* [ITEMS]
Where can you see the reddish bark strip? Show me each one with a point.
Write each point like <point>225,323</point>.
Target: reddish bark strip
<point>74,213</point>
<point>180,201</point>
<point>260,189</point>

* [EXERCISE]
Arrange the listing above as a two-column CSV with the headers "prompt" and "response". Give each text with its answer on one row, each value in a single quoted field, and replace line breaks with spaces.

* [COMPLETE ANSWER]
prompt,response
"Where can you see the reddish bark strip? Show me each one with a point. Write each point like <point>225,323</point>. Target: reddish bark strip","<point>74,213</point> <point>180,201</point> <point>260,189</point>"